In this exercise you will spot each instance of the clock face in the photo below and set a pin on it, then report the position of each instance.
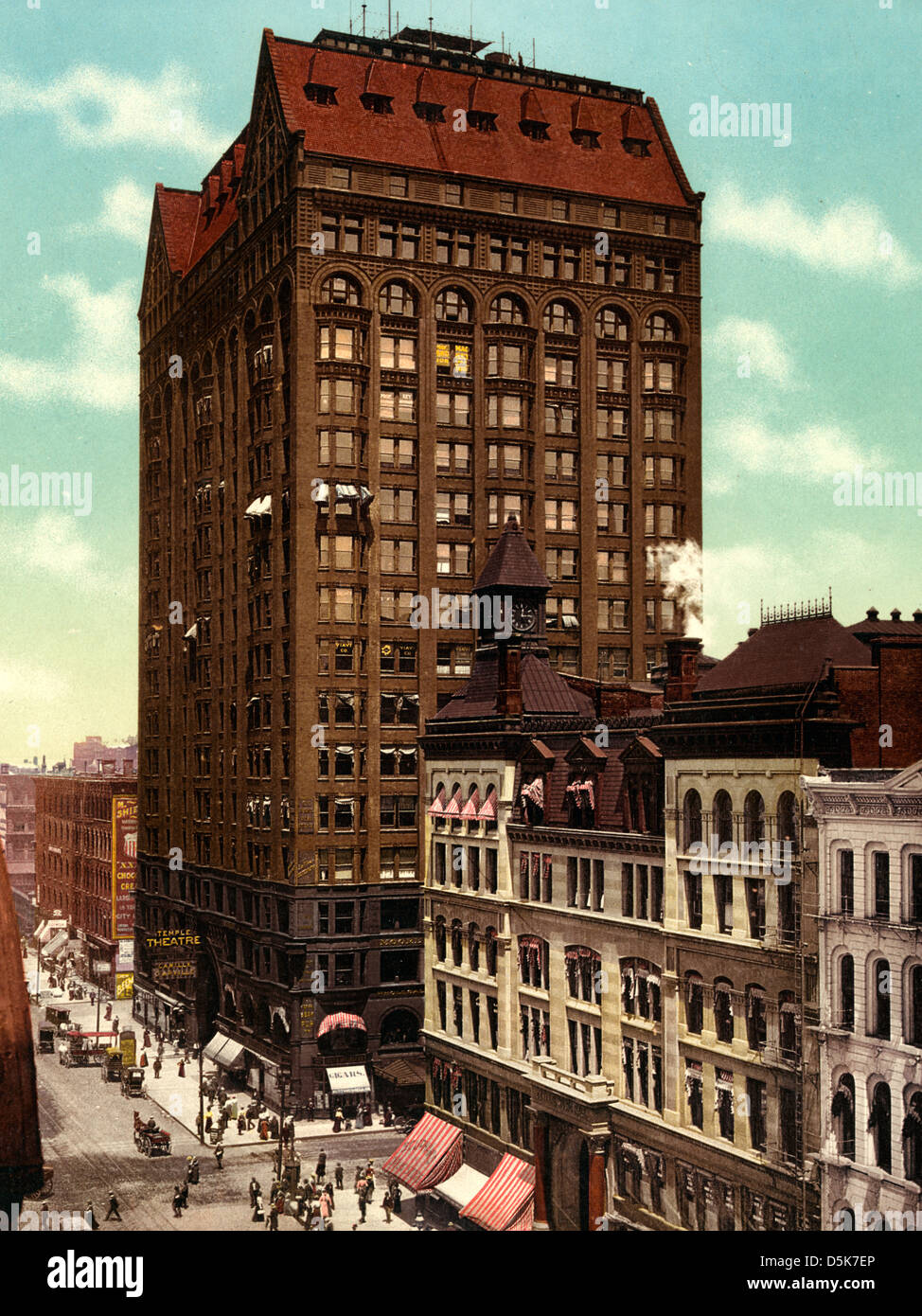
(523, 616)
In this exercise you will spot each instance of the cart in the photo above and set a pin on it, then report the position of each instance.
(132, 1080)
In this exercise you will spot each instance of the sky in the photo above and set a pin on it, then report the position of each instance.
(811, 269)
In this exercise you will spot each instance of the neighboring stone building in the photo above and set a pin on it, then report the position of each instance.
(364, 341)
(870, 1031)
(86, 869)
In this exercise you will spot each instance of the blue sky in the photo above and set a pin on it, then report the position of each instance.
(810, 272)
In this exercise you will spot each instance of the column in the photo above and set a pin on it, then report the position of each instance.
(540, 1130)
(597, 1149)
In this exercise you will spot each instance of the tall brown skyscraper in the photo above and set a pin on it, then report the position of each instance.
(422, 291)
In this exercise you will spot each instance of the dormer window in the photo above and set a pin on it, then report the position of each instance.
(320, 95)
(482, 120)
(429, 112)
(377, 103)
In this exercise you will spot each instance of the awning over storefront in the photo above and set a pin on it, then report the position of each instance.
(462, 1187)
(57, 942)
(429, 1154)
(506, 1199)
(225, 1052)
(347, 1079)
(341, 1020)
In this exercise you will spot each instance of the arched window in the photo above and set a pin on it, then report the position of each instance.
(754, 817)
(489, 945)
(878, 1126)
(723, 1009)
(691, 819)
(787, 817)
(843, 1116)
(612, 323)
(341, 290)
(755, 1016)
(560, 317)
(847, 994)
(880, 999)
(473, 947)
(400, 1028)
(787, 1025)
(508, 311)
(723, 817)
(454, 306)
(662, 328)
(693, 1002)
(912, 1140)
(396, 299)
(914, 1003)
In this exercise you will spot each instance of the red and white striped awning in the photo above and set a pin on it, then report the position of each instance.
(431, 1153)
(472, 807)
(452, 807)
(506, 1199)
(341, 1020)
(488, 809)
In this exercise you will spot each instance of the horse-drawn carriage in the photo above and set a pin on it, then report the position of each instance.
(149, 1139)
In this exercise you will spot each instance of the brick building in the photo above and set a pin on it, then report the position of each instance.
(80, 822)
(421, 291)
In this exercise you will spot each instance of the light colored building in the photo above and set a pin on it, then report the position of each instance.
(870, 843)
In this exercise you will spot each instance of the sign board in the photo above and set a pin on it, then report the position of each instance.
(124, 864)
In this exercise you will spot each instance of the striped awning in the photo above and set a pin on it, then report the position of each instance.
(341, 1020)
(472, 807)
(506, 1199)
(488, 809)
(431, 1153)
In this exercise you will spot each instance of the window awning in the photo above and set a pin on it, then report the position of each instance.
(462, 1187)
(428, 1156)
(506, 1199)
(347, 1079)
(341, 1020)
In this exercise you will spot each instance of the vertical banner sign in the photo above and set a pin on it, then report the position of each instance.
(124, 867)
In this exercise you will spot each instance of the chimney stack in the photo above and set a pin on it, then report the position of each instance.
(682, 668)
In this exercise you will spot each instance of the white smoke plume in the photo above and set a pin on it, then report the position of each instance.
(679, 567)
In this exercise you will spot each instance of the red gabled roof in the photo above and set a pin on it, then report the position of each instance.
(350, 131)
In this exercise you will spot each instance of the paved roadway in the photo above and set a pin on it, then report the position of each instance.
(88, 1139)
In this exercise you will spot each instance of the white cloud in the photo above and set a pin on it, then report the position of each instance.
(850, 239)
(95, 107)
(100, 367)
(758, 341)
(56, 545)
(125, 212)
(746, 445)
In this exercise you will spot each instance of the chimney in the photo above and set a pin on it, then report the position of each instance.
(682, 668)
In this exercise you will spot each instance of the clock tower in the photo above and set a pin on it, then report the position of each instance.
(510, 595)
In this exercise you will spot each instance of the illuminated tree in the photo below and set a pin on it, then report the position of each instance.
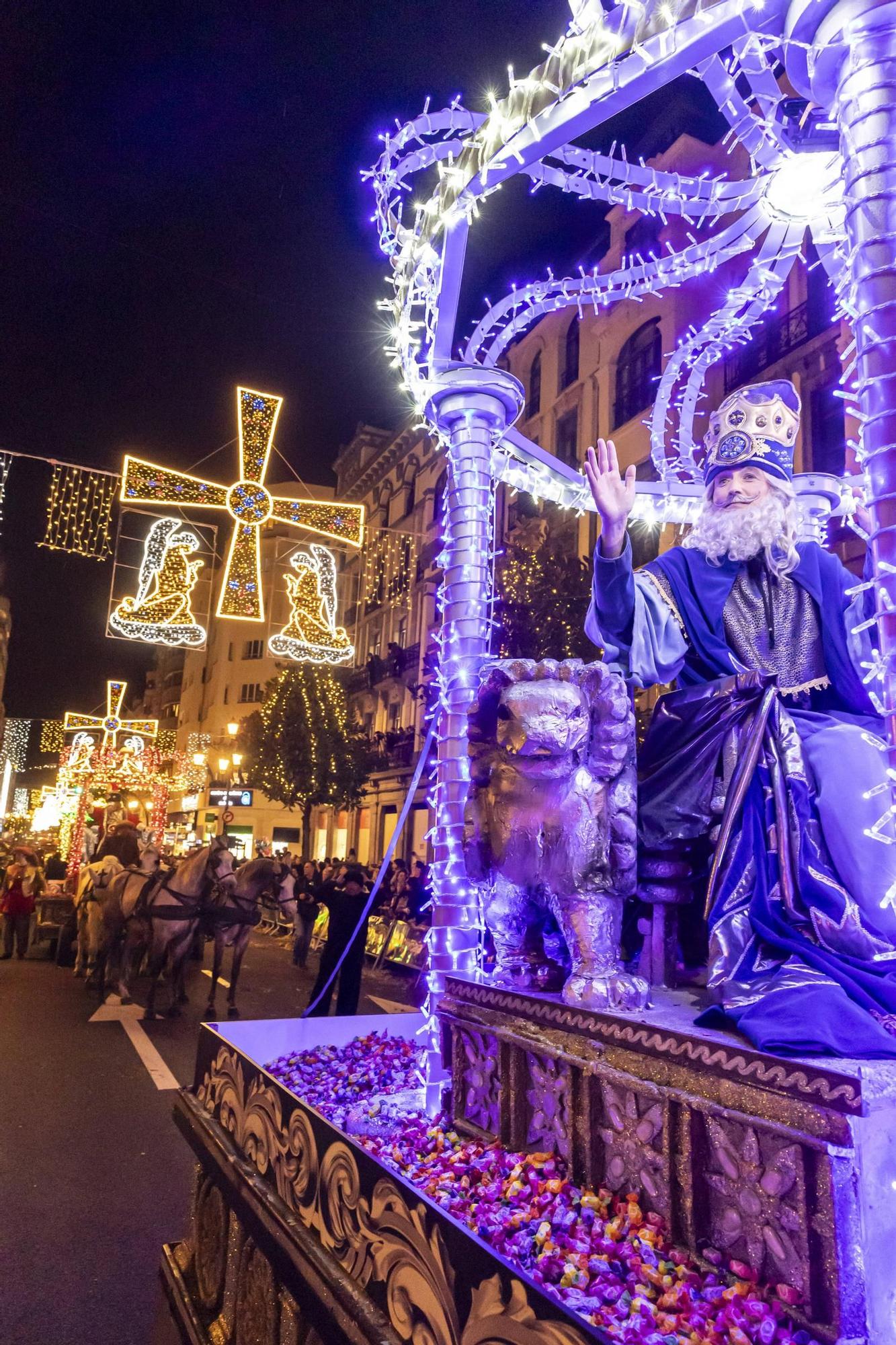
(304, 748)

···

→ **Problem description**:
Drop the images and quote the entries word for word.

→ **Answer to this problem**:
In this exercise you will spot each instance of the clock face in the photo below and set a pin on it, then report the position of each instance.
(523, 616)
In this exercise you will spot each instance of the cart in the photo above and set a pin on it, then report the position of each instance.
(132, 1080)
In this exercise you will spot each instance of the sky in the photo above and set a pin on it, then report the position of each instance.
(811, 269)
In this exercise you will spot each instance of the neighboring stone building in the photo above and set a pin on it, then report the position of each instance.
(364, 341)
(870, 1031)
(86, 869)
In this exercise you will spot each instance of the blue sky in the photo above and set a pin on it, then report the position of each instance.
(810, 272)
In this exercise you will spot each instance of the column in the photo above and set a pin on it, then report the position of each instance.
(540, 1130)
(597, 1149)
In this exercise you will spot each instance of the tall brown skyscraper in the photo above and set a pin on it, then report the position of each instance.
(422, 291)
In this exercise you will spot each instance of the dormer window in the photo above and set a pin on it, then report the position of each instance.
(320, 95)
(482, 120)
(429, 112)
(377, 103)
In this exercise you will spot each instance of the awning over storefront in the photo above and set a pin on it, then report the position of each instance.
(462, 1187)
(57, 942)
(429, 1154)
(506, 1199)
(225, 1052)
(347, 1079)
(341, 1020)
In this exercise you will spot each instance of the arched window in the photo above and set a pin on it, then report the position of each instance.
(754, 817)
(489, 945)
(878, 1126)
(723, 1009)
(691, 819)
(787, 817)
(843, 1116)
(612, 323)
(341, 290)
(755, 1016)
(560, 317)
(847, 994)
(880, 999)
(473, 947)
(400, 1028)
(787, 1025)
(508, 311)
(723, 817)
(454, 306)
(662, 328)
(693, 1002)
(912, 1140)
(396, 299)
(914, 1003)
In this exercise you will spot each instance of the red and white striped awning in the photo above and set a pin on it, then report the position of each instance.
(431, 1153)
(472, 807)
(452, 807)
(506, 1199)
(341, 1020)
(488, 809)
In this exercise you will spot each instance of the horse-drawn carriage in the photo above and set a pin on it, then report the position of each instance.
(149, 1139)
In this exercise you will spot each instance of the brick building in the photo above and set a pin on it, then report the position of each instance.
(80, 822)
(421, 291)
In this exercise you will spot each instance of the light colored building in the photo above and set a pin on it, then report the position of each instance.
(870, 843)
In this exercise you will spot each instance of the sign board in the photo above and set a pin on it, then report the position of each instance.
(124, 864)
In this exercise you will spot each instance of the striped awning in the photo above and set a pin on it, then report the position of each instance.
(341, 1020)
(472, 807)
(506, 1199)
(488, 809)
(431, 1153)
In this exercise you will spot each instance of the window awning in the photo above and set a pin on it, then report the position of each instance.
(462, 1187)
(428, 1156)
(506, 1199)
(347, 1079)
(341, 1020)
In this exercise you will spot each instance of the vertical banner sign in the photo above and set a pin on it, then report the position of each instance.
(124, 867)
In this exercise you will spot each instance of the chimney stack in the photo above and set a pin on it, then report the position of each instance.
(682, 668)
In this exercise you will spot each instance of the white smoke plume in the photo above and set a pin on it, then report the position of each instance.
(679, 567)
In this exercise you will spot each instance of the red gabled roof in the photo above and set a pin on it, then report the position of each instance.
(350, 131)
In this exercise you will spot each instance of the paved roadway in the photo above and set a pin on it, then report the position of each instance.
(88, 1139)
In this exercise you will spot each instance of the white cloud in the photo above and set a pin on it, then report the position of each instance.
(850, 239)
(95, 107)
(100, 367)
(758, 341)
(56, 545)
(125, 212)
(746, 445)
In this exercise you will spot each instance of the chimney in the photo above and set a pin on it, then report the position of each instance.
(682, 668)
In this exercise you will spot each instance of the clock tower in the photo above and set a pin on it, then report the position of each instance.
(510, 595)
In this exercise you will spot each instance of the illuminated tree in the photo below and set a pin on it, then report the position of each instance.
(304, 748)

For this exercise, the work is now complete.